#### Challenge A
Could you transcribe, word for word, the part of the vampire shrimp forum thread that begins with the words containing "# My planted" and ends with "that's about it..."?

#### Excerpted passage
□ □ □ □ □ □ □

# My planted 10 gallon, and my vampire shrimp



## Guest (Dec 5, 2007)

The first 2 pics are my shrimp...he was hiding, so I couldn't get very good pics of him...but that's about it...

The rest are of my 10 gallon...the first time any of you have seen it since I put live plants in it awhile ago...


----------



## Guest (Dec 5, 2007)

.........................


----------



## shade2dope (Jan 21, 2007)

very nice andrew


----------



## cocomania (Nov 16, 2007)

Nice pics, Ive never even heard of that vampire shimp.


----------



## Guest (Dec 5, 2007)

Very nice! Good pic too .


----------



## Ice Prince (Jun 15, 2007)

Nice pics, but a little dark.


----------



## Guest (Dec 5, 2007)

Looks great, Andrew! That shrimp is kinda scary looking.


----------



## Guest (Dec 5, 2007)

Thanks guys...Sorry the pics are so small...I had to resize them, and that's the largest the computer would let me download them as.

When I see the shrimp out and about, I'll try to get some pics of his whole body and his feet. His feet, instead of little feeler things like other shrimp, look like really sharp, fangy things, which is why I think theyu're called vampire shrimp, cause other than that, their filter feeders...can't even eat a baby guppy His legs are also covered in spiny things.

I'll also try to get better pics of the tank


----------

□ □ □ □ □ □ □

#### Extracted entries
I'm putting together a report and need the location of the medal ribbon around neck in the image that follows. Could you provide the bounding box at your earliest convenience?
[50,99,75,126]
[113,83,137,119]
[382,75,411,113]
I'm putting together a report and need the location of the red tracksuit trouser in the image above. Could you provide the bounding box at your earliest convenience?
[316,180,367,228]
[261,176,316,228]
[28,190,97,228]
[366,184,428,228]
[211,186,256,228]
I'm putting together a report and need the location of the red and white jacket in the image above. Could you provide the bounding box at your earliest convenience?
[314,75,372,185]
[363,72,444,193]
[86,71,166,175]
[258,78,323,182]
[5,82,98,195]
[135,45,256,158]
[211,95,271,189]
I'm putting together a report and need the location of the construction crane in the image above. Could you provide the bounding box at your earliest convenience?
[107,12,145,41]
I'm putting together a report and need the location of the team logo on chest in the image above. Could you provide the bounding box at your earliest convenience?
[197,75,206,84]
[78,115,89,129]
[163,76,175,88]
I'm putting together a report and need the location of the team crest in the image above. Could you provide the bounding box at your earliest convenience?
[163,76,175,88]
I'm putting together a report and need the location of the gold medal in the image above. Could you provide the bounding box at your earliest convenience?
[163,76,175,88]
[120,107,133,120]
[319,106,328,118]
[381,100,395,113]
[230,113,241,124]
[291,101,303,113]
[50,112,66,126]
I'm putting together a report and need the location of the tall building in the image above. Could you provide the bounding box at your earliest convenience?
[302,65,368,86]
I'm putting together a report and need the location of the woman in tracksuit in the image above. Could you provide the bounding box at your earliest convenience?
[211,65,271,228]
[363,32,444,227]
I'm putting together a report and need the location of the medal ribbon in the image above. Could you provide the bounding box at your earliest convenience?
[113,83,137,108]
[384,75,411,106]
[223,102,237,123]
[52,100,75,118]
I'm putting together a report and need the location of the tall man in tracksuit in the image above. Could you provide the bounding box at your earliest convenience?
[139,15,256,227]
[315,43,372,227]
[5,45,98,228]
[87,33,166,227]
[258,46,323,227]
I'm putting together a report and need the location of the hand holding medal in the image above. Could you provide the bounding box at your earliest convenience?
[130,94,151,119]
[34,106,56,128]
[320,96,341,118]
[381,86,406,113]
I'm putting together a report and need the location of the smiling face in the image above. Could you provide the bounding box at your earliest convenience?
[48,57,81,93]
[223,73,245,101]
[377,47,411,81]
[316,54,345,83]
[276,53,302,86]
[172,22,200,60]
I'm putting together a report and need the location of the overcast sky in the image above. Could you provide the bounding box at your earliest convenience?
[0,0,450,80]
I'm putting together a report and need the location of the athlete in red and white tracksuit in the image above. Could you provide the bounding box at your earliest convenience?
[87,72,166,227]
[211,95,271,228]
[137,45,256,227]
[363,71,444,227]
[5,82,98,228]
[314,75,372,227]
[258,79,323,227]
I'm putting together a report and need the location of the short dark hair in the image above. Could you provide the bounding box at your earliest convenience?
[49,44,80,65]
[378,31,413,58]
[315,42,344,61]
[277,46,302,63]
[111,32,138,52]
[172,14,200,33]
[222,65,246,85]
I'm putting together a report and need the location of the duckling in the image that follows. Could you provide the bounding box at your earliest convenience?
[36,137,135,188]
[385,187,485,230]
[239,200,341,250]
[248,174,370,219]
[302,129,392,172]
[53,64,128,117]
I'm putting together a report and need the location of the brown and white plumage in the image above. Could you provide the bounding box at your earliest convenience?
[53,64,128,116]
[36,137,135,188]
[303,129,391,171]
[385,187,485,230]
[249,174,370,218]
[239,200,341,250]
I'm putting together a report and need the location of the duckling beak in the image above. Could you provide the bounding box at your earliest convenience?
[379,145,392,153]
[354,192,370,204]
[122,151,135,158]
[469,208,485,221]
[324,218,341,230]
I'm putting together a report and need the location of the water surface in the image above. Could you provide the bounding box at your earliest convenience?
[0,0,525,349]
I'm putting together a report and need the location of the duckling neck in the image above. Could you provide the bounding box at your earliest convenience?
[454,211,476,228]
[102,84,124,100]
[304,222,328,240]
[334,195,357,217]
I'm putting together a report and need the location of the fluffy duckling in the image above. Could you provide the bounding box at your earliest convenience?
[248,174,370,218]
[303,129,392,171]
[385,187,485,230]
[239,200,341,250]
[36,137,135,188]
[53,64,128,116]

□ □ □ □ □ □ □

#### Challenge B
In the rows, rewrite the part that begins with the line containing "of the smiling" and ends with the line containing "[172,22,200,60]", changing "smiling face" to "grinning face" and keeping everything else the same. Return only those lines.

#### Correct answer A
# My planted 10 gallon, and my vampire shrimp



## Guest (Dec 5, 2007)

The first 2 pics are my shrimp...he was hiding, so I couldn't get very good pics of him...but that's about it...

#### Correct answer B
I'm putting together a report and need the location of the grinning face in the image above. Could you provide the bounding box at your earliest convenience?
[48,57,81,93]
[223,73,245,101]
[377,47,411,81]
[316,54,345,83]
[276,53,302,86]
[172,22,200,60]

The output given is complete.